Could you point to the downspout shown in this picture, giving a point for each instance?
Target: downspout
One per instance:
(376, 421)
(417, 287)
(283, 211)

══════════

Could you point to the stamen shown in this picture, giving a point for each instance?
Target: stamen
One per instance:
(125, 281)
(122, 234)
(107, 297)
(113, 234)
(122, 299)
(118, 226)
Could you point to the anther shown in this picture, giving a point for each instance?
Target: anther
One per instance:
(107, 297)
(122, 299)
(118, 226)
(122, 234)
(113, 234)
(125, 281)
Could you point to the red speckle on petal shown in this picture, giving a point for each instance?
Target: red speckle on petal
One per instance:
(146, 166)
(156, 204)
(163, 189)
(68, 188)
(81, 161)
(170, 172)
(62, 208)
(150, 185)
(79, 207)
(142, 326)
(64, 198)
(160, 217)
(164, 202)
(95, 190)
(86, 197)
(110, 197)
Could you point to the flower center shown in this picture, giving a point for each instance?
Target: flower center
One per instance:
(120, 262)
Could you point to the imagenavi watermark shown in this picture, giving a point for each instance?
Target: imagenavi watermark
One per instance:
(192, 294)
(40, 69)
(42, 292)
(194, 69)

══════════

* **Required work**:
Look at the records above. Copy every line where the string "center" occurs.

* **Answer section**:
Could you point to the flower center shown in this picture, giving a point for each instance?
Target: flower center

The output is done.